» Given exercise: Rewrite the stretch of the records from the line containing "Detection brief: inspect the image and locate person" through the line containing "(582, 305), (609, 328)", scaling every box coordinate in the answers by 1.2 and rounding to whole numbers with halves going up, while all other lines, sample coordinates included, stay as they are. Leave the pictures out.

» Data in this exercise:
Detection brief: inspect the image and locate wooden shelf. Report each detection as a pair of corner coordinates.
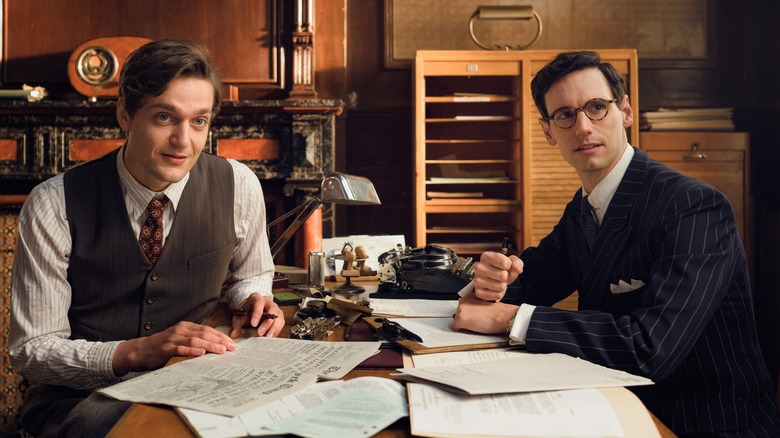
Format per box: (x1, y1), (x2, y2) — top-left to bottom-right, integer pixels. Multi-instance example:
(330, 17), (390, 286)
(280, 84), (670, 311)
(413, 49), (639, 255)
==
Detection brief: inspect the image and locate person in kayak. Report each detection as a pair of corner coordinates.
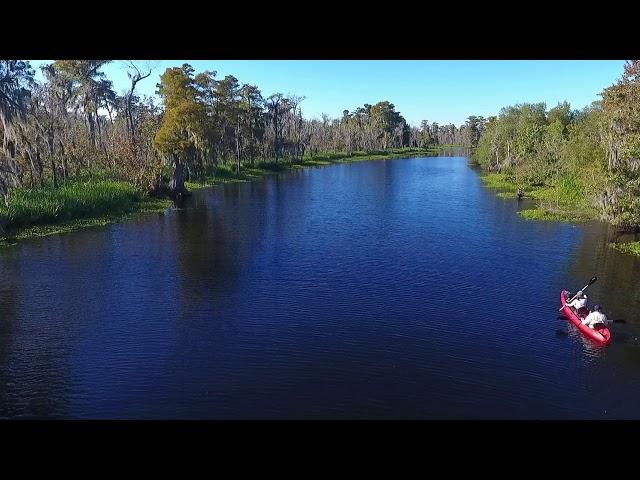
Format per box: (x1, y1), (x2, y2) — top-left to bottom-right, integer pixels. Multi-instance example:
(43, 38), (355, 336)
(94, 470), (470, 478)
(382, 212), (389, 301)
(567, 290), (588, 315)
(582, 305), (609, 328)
...
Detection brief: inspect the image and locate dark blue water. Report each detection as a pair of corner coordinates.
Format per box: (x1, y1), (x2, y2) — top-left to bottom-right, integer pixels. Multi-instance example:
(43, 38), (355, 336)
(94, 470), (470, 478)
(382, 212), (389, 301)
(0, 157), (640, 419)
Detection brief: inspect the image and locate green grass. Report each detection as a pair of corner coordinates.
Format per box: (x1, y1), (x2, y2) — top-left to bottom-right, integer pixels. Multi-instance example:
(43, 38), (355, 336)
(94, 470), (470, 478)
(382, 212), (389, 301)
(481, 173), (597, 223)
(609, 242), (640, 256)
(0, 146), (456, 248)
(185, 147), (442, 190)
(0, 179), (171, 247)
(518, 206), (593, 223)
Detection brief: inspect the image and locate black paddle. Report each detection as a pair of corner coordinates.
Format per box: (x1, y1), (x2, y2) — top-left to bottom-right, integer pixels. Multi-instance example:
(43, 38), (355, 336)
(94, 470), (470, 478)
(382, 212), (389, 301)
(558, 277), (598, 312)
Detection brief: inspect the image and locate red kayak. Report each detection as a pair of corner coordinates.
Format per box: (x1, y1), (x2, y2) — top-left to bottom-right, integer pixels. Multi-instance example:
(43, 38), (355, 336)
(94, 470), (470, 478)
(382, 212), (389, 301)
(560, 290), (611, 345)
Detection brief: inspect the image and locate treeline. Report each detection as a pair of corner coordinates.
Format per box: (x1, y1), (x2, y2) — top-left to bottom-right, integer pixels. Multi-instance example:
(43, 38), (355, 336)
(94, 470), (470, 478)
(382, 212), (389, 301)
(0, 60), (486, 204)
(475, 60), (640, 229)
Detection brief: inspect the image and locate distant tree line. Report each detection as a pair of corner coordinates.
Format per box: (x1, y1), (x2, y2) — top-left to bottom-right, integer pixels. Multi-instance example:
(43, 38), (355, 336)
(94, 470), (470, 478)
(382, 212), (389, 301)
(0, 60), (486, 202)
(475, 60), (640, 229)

» The response:
Detection brief: inspect the image and locate person in kayak. Report each detection as a pair of corner coordinates.
Format per box: (x1, y1), (x2, y2) — top-left to bottom-right, integer pixels. Multi-instance example:
(43, 38), (355, 336)
(94, 470), (470, 478)
(382, 212), (389, 301)
(680, 348), (706, 378)
(698, 366), (731, 394)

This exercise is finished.